• Task to complete:
Answer these questions from the article on Kirstie Alley below:
1. For which designer did Alley walk the runway at Fashion Week?
2. What does Alley credit Scientology for?
3. What is the name of Alley's diet supplement line?

BEGIN Document extract

Next to maybe Oprah, Kirstie Alley is one of the most notorious yo-yo dieters of the generation. For years, the one-time Cheers bombshell (and Golden Globe and Emmy winner) has been shilling various diet products and systems (remember when she was doing Jenny Craig?), and being extremely public about her struggles with weight. And every time she gains or loses in the triple digits, everyone wants to know: how does she do it?
Her secret may be Scientology.
This week, Alley did it again when she popped up somewhere other than a reality show or Us Weekly cover–she was at Fashion Week, on a runway, walking for Zang Toi, and looking fierce. Immediately, just about every news outlet exploded with the photos of her new figure, sans 100 lbs, and the age-old questions began to surface. But, per usual, very few people are talking about what may be one of her most influential dieting inspirations: her religion.
Founded by science-fiction writer L. Ron Hubbard, Scientology, which Alley converted to in the 1990s and credits for her sobriety from cocaine, emphasizes taking control over one’s body. Sickness, injury, or bodily weakness (including being overweight) are considered symptoms of a lack of commitment and control–which starts to sound a lot like the thinking of those with disordered eating.
Additionally, Scientology teaches that taking medication, even in extreme circumstances, renders the body unclear and toxic, which means that for believers like Alley, surgery and other dramatic weight loss solutions are not an option.
However, as a celebrity (and a big donor to the Church), Alley is possibly under less pressure than the average Scientologist to stay fit and healthy. Overweight Scientologists are routinely counseled to undergo detox plans, as laid out by the Church, to help them achieve “cleanliness” of the body (read: loss of fat). And while Alley and other celebs probably aren’t being leaned on as hard, this message of the Church is assuredly something that resonates with her, particularly considering the flak she’s received from the media (and investigators) regarding her diet supplement, a drug-free detox program that’s very similar to those recommended by the Church. The line, called “Organic Liaison,” has even been accused of being a front for Scientology, designed to raise funds and funnel money back to the Church–claims that Alley vehemently denied.
Regardless of whether her diet plan actively funds the Church, with the kind of message that Scientology sends, it’s highly likely that the Church inspires her weight loss. And while many disagree with questionable medical teachings espoused by Hubbard, if it helps Alley keep the weight off this time, then good on her.

END Document extract
BEGIN Available data

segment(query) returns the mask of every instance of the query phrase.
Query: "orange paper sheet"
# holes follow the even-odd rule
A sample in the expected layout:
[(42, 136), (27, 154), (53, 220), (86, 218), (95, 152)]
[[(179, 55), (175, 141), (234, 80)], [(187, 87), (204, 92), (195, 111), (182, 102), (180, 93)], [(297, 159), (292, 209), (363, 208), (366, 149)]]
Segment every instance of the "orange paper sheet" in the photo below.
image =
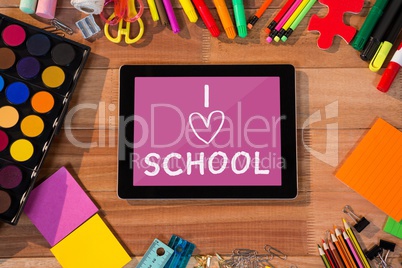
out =
[(402, 220), (402, 132), (383, 119), (377, 119), (335, 176), (394, 220)]

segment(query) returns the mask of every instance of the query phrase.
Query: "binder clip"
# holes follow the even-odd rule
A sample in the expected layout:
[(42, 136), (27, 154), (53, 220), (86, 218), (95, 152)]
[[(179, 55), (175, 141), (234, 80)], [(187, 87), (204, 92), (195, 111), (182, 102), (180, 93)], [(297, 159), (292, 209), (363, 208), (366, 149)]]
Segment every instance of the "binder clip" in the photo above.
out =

END Available data

• Answer for this exercise:
1. Zang Toi
2. Her sobriety from cocaine
3. Organic Liaison